» **Lista de atividades**
A) Transcreva do relato de viagem à boleia o trecho que vai de "Enquanto esperava pela" a "algures em Marrocos!".
B) De acordo com o relato de viagem à boleia, por que razão os quatro motociclistas portugueses não deram boleia?
C) Prossiga o relato de viagem à boleia a partir da última frase apresentada.

» **Texto extraído**
Deram-me tudo, boleia, abrigo e comida. Estou grata a estas pessoas que passaram por mim.
Deixaram-me na estação de serviço onde fiquei 1h à espera.
Parou um rapaz com 3 filhos era britânico e disse-me que não sabia para onde ia só que ia para Espanha. Um ambiente estranho e pesado no carro, ele conduzia rápido e na verdade parecia-me um gangster repleto de anéis de ouro, colares em Cruz e com o dólar. Restou-me brincar com os miúdos e acabámos a cantar “I crush my car into the bridge” .
Fiquei na fronteira onde apenas havia um parque de descanso vazio. Esperei 15 minutos até que apareceu a Camila, metade americana metade venezuelana, comunicamos em inglês todo o caminho, ela tinha estado em Olhão (uma palavra que nem sabia pronunciar) numa consulta para tratar de um problema que tinha no pescoço. Uma senhora muito alegre e simpática, cantámos e ainda me convidou para um café, diz que também vai para Marrocos talvez nos encontremos por lá!
Desviou a sua rota e deixou-me mais à frente numa estação.
(Tem a mão à frente da cabeça pois dizia que estava despenteada para a fotografia)
Enquanto mostrava a placa o Juan aproximou-se e ofereceu boleia no camião, portem estava com receio porque levava carga perigosa e eu tinha que ter autorização para ir com ele, mesmo assim arriscou . Trabalha desde os 20 como camionista e tem 3 filhos pequenos diz que tem a sorte de puder ir todos os dias a casa por faz distâncias curtas.
Deixou-me numa zona empresarial onde ainda esperei uma meia hora pelo Miguel, tinha uma empresa de construção e tinha acabado de carregar material antes de me apanhar!
Estudou em Boston e tinha 2 filhas lindíssimas! Ao falar perdi a conta de quantas vezes disse “tota” era a sua bengala de comunicação mais específica, contou-me as suas aventuras em Marrocos há 20 anos atrás e como ainda se lembrava da primeira vez que foi a Portugal.
Enquanto esperava pela próxima boleia apareceram 4 motars Portugueses que iam para Marrocos e só não me deram boleia porque não tinham capacete! Teria sido a primeira boleia de mota! Combinamos encontrarmo-nos algures em Marrocos!
Apareceu Jesus, e se eu tivesse palavras para descrever a força e o coração desde homem juro que o faria. Levou-me ás lágrimas ao longo das quase 2h de viagem.
“Voltei agora do hospital de Sevilla o filho da minha mulher vai morrer. Estamos à espera que morra. Tem 11 anos e um tumor cerebral. Aqui estou eu à espera que o coração pare e que ele descanse em paz”
Diz-me isto abatido e quase sem forças.
Ele não dormia há 48h e parece que tudo lhe acontecia na vida. A mulher deixou-o com 2 filhas (e era um pai tão babado as “minhas meninas”) seguiu em frente. Perdeu o pai aos 20 e agora isto.

» **Material fornecido**
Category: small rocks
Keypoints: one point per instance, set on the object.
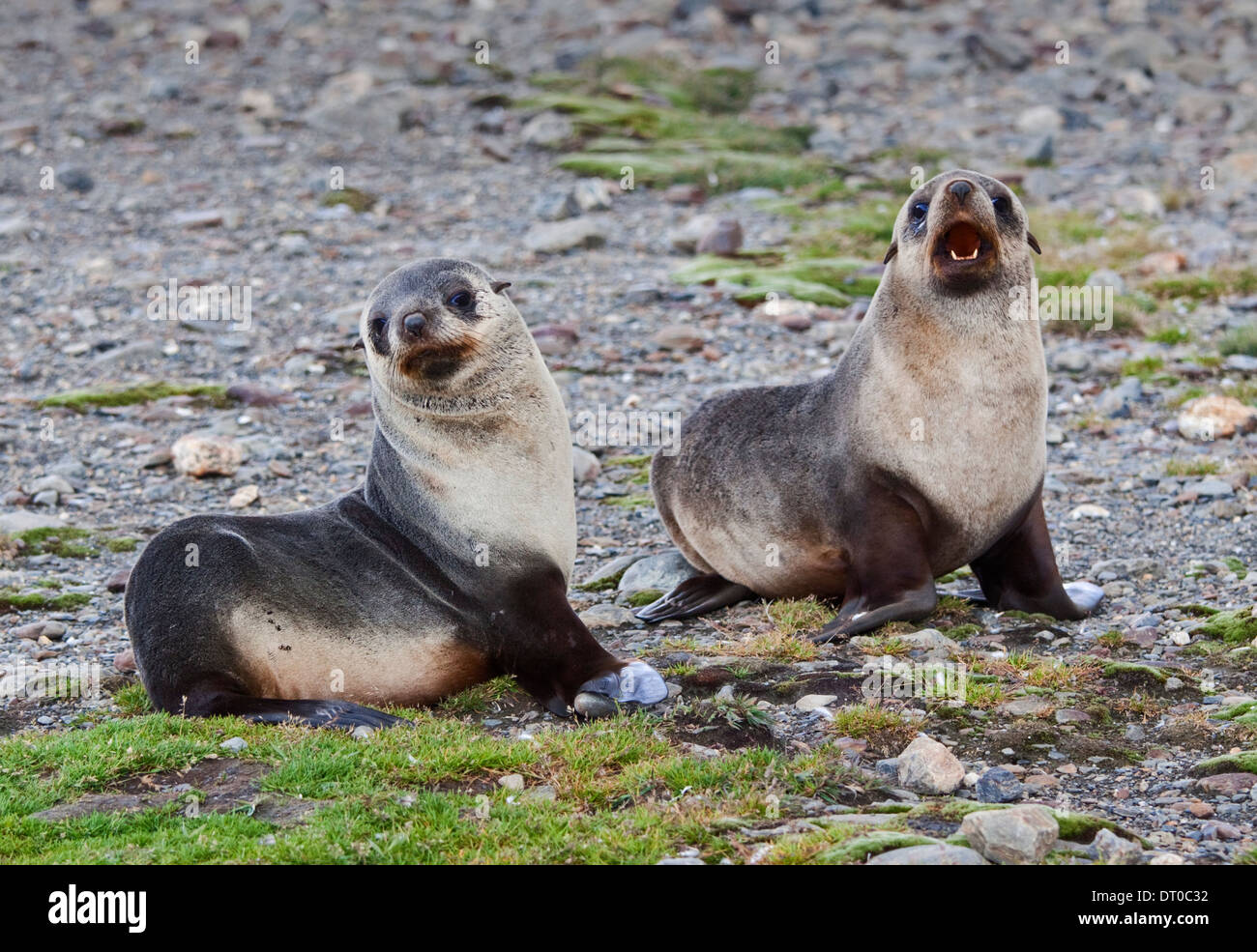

» **Respostas às atividades**
A)
Enquanto esperava pela próxima boleia apareceram 4 motars Portugueses que iam para Marrocos e só não me deram boleia porque não tinham capacete! Teria sido a primeira boleia de mota! Combinamos encontrarmo-nos algures em Marrocos!

B) Porque não tinham capacete.

C)
O Jesus estava mesmo em baixo mas ajudou-me e tinha forças para sorrir via a vida de uma forma bonita. Pratica budismo e medita quando pode, considera a sua casa um templo. Passou muitos anos em alto mar nos cargueiros pois era engenheiro.
Ainda parámos e convidou-me para um café, e este encontro já estava marcado, ele precisava de desabafar afinal o mundo estava a desabar e eu estava ali para ele. Ele dizia isto está a ser difícil mas o depois não será melhor.
O Jesus fez-me pensar muito na vida e questionou-me muito, deixou-me em lágrimas e arrepiada com as suas palavras e modo de enfrentar a vida.
Ao Andros a criança que não tive oportunidade de conhecer pessoalmente e que provavelmente neste momento já é uma estrelinha brilhante no céu guardo a sua história no meu coração e mantenho-o vivo neste meu cantinho a que chame de blog, que está recheado de pessoas incríveis. Descansa em paz pequeno grande herói.
E a ti Jesus, obrigada pelos conselhos e pela amabilidade até que o nosso caminho se cruze uma vez mais.
Fiquei no centro da cidade, mesmo em frente ao Porto dos barcos. Perdi-me entre as ruelas e cheguei ao hostal fez, estilo marroquino, entrei. Primeiro pediram-me 15€ por um quarto perguntei se não tinham nada mais barato. Assim foi 10€ uma cama.
Pela noite fiquei à conversa com a Laura (falarei dela noutra altura para contar a sua história)
Fui dormir com 2 marroquinas e 2 bebés, claro que acabei por não dormir nada, a luz ficou acesa porque o bebe não dormia às escuras e entre choros e tosses imaginem. Vale a experiência de me sentir observada por 2 mulheres de burca e até coloquei o gorro da sweat para não estar tão “destapada”.